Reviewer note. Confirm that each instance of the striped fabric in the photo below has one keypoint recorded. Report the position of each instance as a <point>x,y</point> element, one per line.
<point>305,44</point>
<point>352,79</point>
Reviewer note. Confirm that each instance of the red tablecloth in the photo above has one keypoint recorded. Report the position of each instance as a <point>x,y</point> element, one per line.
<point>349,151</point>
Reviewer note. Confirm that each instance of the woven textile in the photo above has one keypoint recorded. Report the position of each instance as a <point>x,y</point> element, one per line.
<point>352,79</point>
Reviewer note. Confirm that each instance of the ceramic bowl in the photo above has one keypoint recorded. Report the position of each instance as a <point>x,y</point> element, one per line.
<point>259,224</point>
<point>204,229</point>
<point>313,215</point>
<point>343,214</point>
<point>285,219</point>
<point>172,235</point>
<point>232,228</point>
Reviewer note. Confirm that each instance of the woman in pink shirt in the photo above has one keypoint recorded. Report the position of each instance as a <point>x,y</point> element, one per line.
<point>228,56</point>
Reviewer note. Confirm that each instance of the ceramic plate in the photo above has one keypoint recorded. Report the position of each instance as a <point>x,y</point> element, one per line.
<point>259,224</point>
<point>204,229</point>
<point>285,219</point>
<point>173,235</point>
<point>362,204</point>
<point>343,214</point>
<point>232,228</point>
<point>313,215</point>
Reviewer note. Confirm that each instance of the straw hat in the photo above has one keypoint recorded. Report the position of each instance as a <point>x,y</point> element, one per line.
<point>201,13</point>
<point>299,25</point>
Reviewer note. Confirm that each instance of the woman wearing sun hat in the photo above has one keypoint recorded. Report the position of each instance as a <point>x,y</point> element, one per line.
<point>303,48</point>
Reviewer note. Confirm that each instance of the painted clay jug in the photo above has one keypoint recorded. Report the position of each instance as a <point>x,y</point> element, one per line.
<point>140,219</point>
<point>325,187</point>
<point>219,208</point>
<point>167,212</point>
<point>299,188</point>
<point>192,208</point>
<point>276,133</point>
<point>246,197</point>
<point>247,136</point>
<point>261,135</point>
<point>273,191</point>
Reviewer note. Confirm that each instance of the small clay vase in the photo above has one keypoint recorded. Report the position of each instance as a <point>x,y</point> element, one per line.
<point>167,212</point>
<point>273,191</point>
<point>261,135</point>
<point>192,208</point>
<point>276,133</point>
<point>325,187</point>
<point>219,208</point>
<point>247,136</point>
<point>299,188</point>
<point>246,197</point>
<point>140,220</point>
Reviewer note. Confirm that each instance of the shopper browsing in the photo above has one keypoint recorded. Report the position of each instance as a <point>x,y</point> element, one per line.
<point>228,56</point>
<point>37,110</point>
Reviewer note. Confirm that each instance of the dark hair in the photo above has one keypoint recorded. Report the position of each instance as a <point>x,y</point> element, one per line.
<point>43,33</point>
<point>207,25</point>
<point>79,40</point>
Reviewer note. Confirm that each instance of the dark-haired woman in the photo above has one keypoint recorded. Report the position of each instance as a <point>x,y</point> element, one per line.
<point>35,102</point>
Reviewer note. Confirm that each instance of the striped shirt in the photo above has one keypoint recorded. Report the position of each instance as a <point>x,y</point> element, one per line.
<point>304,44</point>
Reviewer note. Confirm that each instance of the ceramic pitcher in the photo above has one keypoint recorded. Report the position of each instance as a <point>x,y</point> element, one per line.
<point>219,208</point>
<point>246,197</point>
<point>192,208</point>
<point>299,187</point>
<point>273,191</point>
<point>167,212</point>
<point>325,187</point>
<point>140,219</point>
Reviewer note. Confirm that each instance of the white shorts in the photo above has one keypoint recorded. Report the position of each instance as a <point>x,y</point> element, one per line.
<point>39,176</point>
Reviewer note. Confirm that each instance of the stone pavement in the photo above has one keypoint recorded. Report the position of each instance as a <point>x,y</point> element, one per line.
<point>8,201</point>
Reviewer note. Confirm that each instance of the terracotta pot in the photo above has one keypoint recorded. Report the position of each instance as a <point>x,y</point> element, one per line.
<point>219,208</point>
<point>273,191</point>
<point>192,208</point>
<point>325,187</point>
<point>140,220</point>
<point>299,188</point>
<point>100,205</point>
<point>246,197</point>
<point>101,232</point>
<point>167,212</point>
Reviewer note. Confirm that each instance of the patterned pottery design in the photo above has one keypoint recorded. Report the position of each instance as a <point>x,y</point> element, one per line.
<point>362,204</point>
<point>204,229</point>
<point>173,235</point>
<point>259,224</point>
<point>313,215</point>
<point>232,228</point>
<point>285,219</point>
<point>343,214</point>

---------------

### Work order
Each entry above, in full, should be output exactly as it reads.

### Written solution
Reviewer note. Confirm that each instance of the striped fabric in the photo below has one keypoint recorded. Report the position of each instance as a <point>x,y</point> element, one per line.
<point>305,44</point>
<point>352,79</point>
Reviewer note. Confirm that each instance of the red tablecloth in the photo above has one keypoint recorded. Report the position of each instance as a <point>x,y</point> element, one per line.
<point>349,151</point>
Reviewer note. Confirm that each instance of the woven textile in the photo above has one keypoint recorded. Report the position of each instance as a <point>x,y</point> element, one per line.
<point>352,79</point>
Reviewer note. Confirm that each instance of the ceramic bowl in the photo above has one keypoint recorded. Report the position of each instance as a <point>x,y</point> element, one per line.
<point>259,224</point>
<point>204,229</point>
<point>313,215</point>
<point>343,214</point>
<point>285,219</point>
<point>172,235</point>
<point>232,228</point>
Reviewer note. Confirm that each instance of the woman in pink shirt in the photo above has one keypoint recorded. Report the position of each instance as a <point>x,y</point> element, one per line.
<point>228,56</point>
Reviewer note. Confirm that each instance of the ceramic plate in the photo above has one keypoint recorded. Report the position of each instance as a <point>x,y</point> element, one per line.
<point>259,224</point>
<point>204,229</point>
<point>285,219</point>
<point>173,235</point>
<point>362,204</point>
<point>343,214</point>
<point>232,228</point>
<point>313,215</point>
Reviewer note. Confirm that each instance of the straw hat in the photo above has one keypoint recorded. Report the position of each instance as a <point>x,y</point> element, one per line.
<point>201,13</point>
<point>299,25</point>
Reviewer note. Confirm that each instance of the woman wearing sun hat in the photo above has one keypoint recorded. Report the position of each instance as a <point>x,y</point> element, one per line.
<point>303,48</point>
Reviewer note. Confirm that each instance of the painted clay jug in the photo above has one keypoint recorded. Report the position of each instance as a <point>x,y</point> element, one per line.
<point>140,219</point>
<point>325,187</point>
<point>219,208</point>
<point>167,212</point>
<point>299,188</point>
<point>192,208</point>
<point>276,133</point>
<point>246,197</point>
<point>247,136</point>
<point>261,135</point>
<point>273,191</point>
Reviewer note. Confirm that each instance of the small clay vase in the photo above has one keypoint recorded. Report the position of each instance as a <point>x,y</point> element, one per line.
<point>167,212</point>
<point>273,191</point>
<point>261,135</point>
<point>192,208</point>
<point>276,133</point>
<point>325,187</point>
<point>219,208</point>
<point>247,136</point>
<point>299,188</point>
<point>246,197</point>
<point>140,220</point>
Reviewer note. Confirm that each instance of the shopper browsing in the photo above has one keypoint recorded. Report the position of each instance as a <point>x,y</point> element, one per line.
<point>228,56</point>
<point>37,110</point>
Reviewer note. Confirm that each instance of the dark hair in the photo above has one keypoint recorded. Report the position of each instance as a <point>x,y</point> element, one per line.
<point>43,33</point>
<point>207,25</point>
<point>79,40</point>
Reviewer note. Confirm that each instance of the dark-haired woman in the photo above has one keypoint recorded. Report the position of each instance as a <point>x,y</point> element, one per line.
<point>35,102</point>
Reviewer note. Confirm that each instance of the striped shirt in the photo above has one keypoint recorded. Report the position of each instance as a <point>x,y</point> element, one per line.
<point>304,44</point>
Reviewer note. Confirm that each instance of the ceramic pitcher in the photo above has one keypoint recorded. Report the position of each instance as a <point>x,y</point> element, one per line.
<point>219,208</point>
<point>246,197</point>
<point>192,208</point>
<point>299,187</point>
<point>273,191</point>
<point>167,212</point>
<point>325,187</point>
<point>140,219</point>
Reviewer note. Confirm that each instance of the white shorts in the photo above has one keypoint recorded. Report the position of each instance as a <point>x,y</point> element, one per line.
<point>39,176</point>
Reviewer note. Confirm that each instance of the stone pavement in the photo above has one keypoint recorded. Report the position of each instance as a <point>x,y</point> element, one per line.
<point>8,201</point>
Reviewer note. Confirm that each instance of the terracotta pot in the photo above has one keypoint recorded. Report the position of each instance as a <point>x,y</point> element, one per line.
<point>219,208</point>
<point>273,191</point>
<point>192,208</point>
<point>325,187</point>
<point>140,220</point>
<point>299,188</point>
<point>100,205</point>
<point>246,197</point>
<point>101,232</point>
<point>167,212</point>
Reviewer note. Confirm that each instance of the patterned pottery design in the photo above has one keypoint recorded. Report the position of each instance as a <point>x,y</point> element, one per line.
<point>362,204</point>
<point>204,229</point>
<point>173,235</point>
<point>259,224</point>
<point>313,215</point>
<point>232,228</point>
<point>285,219</point>
<point>343,214</point>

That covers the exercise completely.